▸ **Document section**:
▬▬▬▬▬▬

Nixon is in “The Chelsea Girls” as a Congressman on the House Un-American Activities Committee, who at a hearing in 1950 interrogates the (fictitious) heroine of the novel, Hazel Ripley, the daughter of a famous stage actor who as a young actress could get work on Broadway only as an understudy but then writes her own play for The Great White Way and is hired to direct it. Cohn, who’s best known now as Donald Trump’s lawyer and mentor, is in the book in his first real-life public role as investigator for Senator Joseph McCarthy; in a private meeting, he interrogates the other main character in the book, the (fictitious) actress and eventual movie star Maxine Mead.

“Although this is a work of fiction, I hewed closely to the stories of several blacklisted artists,” Davis writes in an “Author’s Note” about the blacklist at the end of her book, in which she includes a list of non-fiction books and memoirs “vital to my research.”

But it would be misleading to call “The Chelsea Girls” simply a novel about Broadway and the blacklist, for several reasons – the main being a surprise twist in the plot more than halfway through the novel.

The awkwardly introduced twist struck me as so historically suspect (despite the claims in the author’s note) that it sent me hunting for an actual history book of the era, which I found, to my delight, in the newly published Broadway and the Blacklist by K. Kevyne Baar.

Below, then, are reviews of both.

The Chelsea Girls

Fiona Davis’s novel focuses on the friendship of the two women, Hazel and Maxine, who meet on a U.S.O. tour in Italy in 1945 during World War II. In the first several chapters, they bond over their effort to help the young son of a German officer who is threatened first by a mob of Italians and then by the U.S. Army. Paul ,who speaks only German, tells Maxine (whose grandmother is a German immigrant) that he was working for the Resistance. The boy reminds Hazel of her own brother, who was politically active before he joined the Army and died in combat overseas.
We next see the two in New York City in 1950, where the bulk of the story takes place, told in alternate chapters by Maxine in the first person and from Hazel’s perspective but in the third person. Before the war, Hazel was famous among theater people as an understudy who never got to go on stage for the star; producers would hire her because she seemed to be a good luck charm. Now, armed with greater confidence and experience gained at the USO tour, and inspired by her brazen friend Maxine, she falls into playwriting and directing. Maxine returns from Hollywood and winds up starring in Hazel’s first play.

▬▬▬▬▬▬

▸ **Extracted material**:
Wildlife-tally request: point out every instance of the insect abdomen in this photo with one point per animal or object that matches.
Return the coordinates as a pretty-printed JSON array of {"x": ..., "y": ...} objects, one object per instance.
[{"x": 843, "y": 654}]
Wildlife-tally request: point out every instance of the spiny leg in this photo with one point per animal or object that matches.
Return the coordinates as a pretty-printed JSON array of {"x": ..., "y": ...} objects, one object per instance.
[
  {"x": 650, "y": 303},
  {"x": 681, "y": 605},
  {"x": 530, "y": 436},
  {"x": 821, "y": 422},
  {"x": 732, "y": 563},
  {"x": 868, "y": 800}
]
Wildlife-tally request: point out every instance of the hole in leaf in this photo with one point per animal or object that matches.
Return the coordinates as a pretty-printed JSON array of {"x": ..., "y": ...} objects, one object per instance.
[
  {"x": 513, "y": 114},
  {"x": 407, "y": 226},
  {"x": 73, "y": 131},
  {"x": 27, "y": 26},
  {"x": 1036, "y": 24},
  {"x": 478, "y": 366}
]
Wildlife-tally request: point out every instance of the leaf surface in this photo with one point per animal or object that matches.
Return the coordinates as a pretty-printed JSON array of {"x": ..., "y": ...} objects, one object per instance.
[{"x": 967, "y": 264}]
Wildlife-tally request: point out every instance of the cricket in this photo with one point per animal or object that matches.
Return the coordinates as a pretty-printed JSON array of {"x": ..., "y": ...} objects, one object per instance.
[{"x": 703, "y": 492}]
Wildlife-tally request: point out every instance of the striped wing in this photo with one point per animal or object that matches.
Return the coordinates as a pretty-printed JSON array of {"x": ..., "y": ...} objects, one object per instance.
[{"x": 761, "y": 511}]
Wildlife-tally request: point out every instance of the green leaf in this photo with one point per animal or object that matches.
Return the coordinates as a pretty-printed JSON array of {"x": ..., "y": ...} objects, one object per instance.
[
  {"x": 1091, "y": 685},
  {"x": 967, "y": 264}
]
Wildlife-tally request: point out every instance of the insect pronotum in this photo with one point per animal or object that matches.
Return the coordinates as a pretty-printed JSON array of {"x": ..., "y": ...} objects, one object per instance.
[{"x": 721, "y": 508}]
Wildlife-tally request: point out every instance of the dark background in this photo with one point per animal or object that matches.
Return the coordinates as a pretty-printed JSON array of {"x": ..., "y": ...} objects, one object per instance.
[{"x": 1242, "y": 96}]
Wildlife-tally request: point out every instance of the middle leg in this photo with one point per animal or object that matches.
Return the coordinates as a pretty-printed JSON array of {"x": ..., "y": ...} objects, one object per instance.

▬▬▬▬▬▬

▸ **Requests**:
1 - From the book review, reproduce word for word the part that opens with the words containing "We next see" and closes with "Hazel’s first play.".
2 - Summarize the review of "The Chelsea Girls" in two sentences.

▸ **Written answers**:
1 -
We next see the two in New York City in 1950, where the bulk of the story takes place, told in alternate chapters by Maxine in the first person and from Hazel’s perspective but in the third person. Before the war, Hazel was famous among theater people as an understudy who never got to go on stage for the star; producers would hire her because she seemed to be a good luck charm. Now, armed with greater confidence and experience gained at the USO tour, and inspired by her brazen friend Maxine, she falls into playwriting and directing. Maxine returns from Hollywood and winds up starring in Hazel’s first play.

2 - Fiona Davis's novel "The Chelsea Girls" places two fictitious women, the playwright and director Hazel Ripley and the actress Maxine Mead, opposite Nixon and Roy Cohn, who interrogate them. The reviewer found a plot twist more than halfway through historically suspect and so also reviews K. Kevyne Baar's Broadway and the Blacklist; the novel follows the women from their meeting on a 1945 U.S.O. tour in Italy to New York in 1950, where Hazel turns to playwriting and directing and Maxine stars in her first play.